What this task involves: Please reproduce the passage on the ICAFE weather station experiments word for word, starting at "Factor selection" and ending at "10% for testing.".

Selected passage:
Figure 1. Analysis of the 32 ICAFE weather stations.
Factor selection
All possible factors that influenced the experiments are listed below.
•Datasets: Real data provided by ICAFE was used, data on weather stations belonging to the same geographical area identified by the numbers 9, 10, 11 and 12. Each season has the variables: precipitation, maximum temperature, outdoor temperature, dew point and outdoor humidity. These variables were chosen because they share some correlation between them. The amount of data available for each weather station ranges from December 1st, 2013 to April 30th, 2015, giving a total of 12,382 observations (recorded per hour).
•Train, validation and test sets: The data was divided into 80% for training, 10% for validation and 10% for testing.
•Missing data: Time series datasets with missing data at 1%, 3%, 5%, 10% and 20% rates were generated from the original datasets previously mentioned. This means, for each original dataset (each weather station), another five datasets were generated, each one with a different missing data rate.
Selection of the experimental design
The proposed machine learning model was trained, validated and tested with season 9 and it predicted data for seasons 10, 11 and 12, resulting in 15 experiments. It was compared to another 30 new experiments from the EMB and MissForest results, resulting in a total of 45 experiments in this section.

Listed entries:

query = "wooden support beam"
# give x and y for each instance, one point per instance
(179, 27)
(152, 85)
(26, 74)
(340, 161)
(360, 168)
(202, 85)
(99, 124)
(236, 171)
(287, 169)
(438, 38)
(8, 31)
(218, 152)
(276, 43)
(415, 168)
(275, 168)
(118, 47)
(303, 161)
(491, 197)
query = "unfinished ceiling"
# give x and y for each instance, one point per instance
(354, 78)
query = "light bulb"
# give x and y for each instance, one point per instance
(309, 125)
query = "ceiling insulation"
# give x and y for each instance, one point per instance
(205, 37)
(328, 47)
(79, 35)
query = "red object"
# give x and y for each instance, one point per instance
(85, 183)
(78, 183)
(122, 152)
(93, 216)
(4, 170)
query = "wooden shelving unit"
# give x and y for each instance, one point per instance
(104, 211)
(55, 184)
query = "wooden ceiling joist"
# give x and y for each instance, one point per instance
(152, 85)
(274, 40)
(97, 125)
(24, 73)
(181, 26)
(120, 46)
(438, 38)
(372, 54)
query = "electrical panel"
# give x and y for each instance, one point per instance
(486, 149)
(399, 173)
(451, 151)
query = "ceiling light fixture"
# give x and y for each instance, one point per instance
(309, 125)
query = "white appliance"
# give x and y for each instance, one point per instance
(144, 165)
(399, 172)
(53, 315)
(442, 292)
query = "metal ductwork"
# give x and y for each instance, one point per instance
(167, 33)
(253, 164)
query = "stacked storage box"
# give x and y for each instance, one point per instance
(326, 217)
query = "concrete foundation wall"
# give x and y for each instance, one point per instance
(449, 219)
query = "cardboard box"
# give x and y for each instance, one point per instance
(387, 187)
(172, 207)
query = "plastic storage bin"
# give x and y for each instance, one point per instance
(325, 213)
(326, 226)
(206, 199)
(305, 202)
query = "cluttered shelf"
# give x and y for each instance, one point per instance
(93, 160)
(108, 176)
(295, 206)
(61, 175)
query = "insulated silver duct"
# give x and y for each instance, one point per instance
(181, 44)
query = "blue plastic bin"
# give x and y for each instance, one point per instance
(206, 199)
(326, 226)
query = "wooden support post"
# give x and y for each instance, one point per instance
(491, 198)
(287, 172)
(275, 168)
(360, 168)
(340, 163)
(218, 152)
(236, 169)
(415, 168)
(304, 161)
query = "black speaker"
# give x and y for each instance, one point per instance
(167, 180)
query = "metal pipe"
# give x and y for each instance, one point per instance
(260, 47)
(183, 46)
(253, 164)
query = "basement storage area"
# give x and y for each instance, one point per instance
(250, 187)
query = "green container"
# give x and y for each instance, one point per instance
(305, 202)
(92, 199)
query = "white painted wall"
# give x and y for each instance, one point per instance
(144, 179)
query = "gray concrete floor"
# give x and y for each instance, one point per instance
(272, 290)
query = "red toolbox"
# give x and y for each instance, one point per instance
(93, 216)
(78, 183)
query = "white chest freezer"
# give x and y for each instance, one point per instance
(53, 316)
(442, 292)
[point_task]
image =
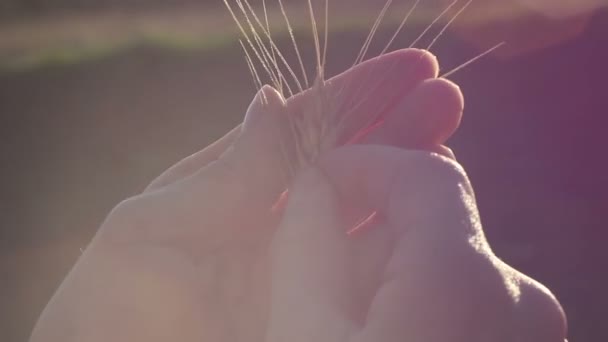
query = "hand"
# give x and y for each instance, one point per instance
(190, 259)
(422, 272)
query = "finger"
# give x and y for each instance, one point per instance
(196, 161)
(311, 296)
(403, 185)
(359, 96)
(428, 116)
(439, 254)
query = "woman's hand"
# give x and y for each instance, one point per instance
(200, 256)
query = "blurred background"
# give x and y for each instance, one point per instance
(99, 97)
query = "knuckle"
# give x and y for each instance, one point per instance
(125, 218)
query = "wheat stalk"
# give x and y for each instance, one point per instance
(319, 127)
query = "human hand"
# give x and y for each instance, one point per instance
(190, 258)
(422, 272)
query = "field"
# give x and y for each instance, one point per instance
(88, 123)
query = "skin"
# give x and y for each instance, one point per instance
(199, 255)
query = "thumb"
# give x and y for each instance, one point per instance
(310, 261)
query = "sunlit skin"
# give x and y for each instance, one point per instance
(200, 255)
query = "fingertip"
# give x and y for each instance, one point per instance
(449, 102)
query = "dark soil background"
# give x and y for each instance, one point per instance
(75, 140)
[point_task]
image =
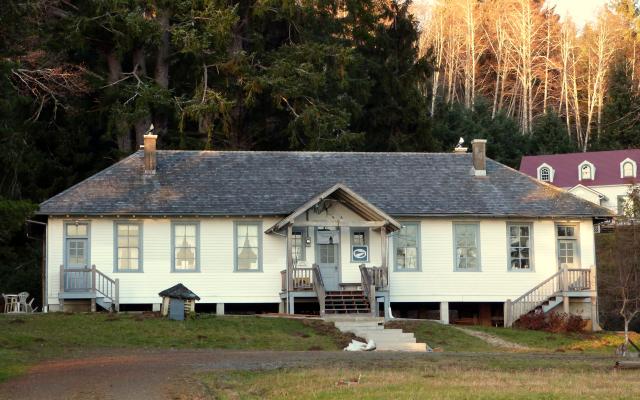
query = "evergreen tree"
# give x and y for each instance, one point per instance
(620, 114)
(550, 136)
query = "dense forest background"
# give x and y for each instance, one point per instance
(81, 81)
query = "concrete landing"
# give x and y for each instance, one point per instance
(373, 329)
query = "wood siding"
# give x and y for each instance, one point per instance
(218, 283)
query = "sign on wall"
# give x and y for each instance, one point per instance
(360, 253)
(328, 237)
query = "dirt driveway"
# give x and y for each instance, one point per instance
(164, 374)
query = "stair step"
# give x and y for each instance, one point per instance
(403, 347)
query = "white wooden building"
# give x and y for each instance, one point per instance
(454, 234)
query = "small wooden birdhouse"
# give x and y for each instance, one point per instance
(178, 300)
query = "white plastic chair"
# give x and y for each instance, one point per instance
(11, 304)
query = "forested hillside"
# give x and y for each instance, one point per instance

Task solution:
Factor selection
All possible factors that influenced the experiments are listed below.
•Datasets: Real data provided by ICAFE was used, data on weather stations belonging to the same geographical area identified by the numbers 9, 10, 11 and 12. Each season has the variables: precipitation, maximum temperature, outdoor temperature, dew point and outdoor humidity. These variables were chosen because they share some correlation between them. The amount of data available for each weather station ranges from December 1st, 2013 to April 30th, 2015, giving a total of 12,382 observations (recorded per hour).
•Train, validation and test sets: The data was divided into 80% for training, 10% for validation and 10% for testing.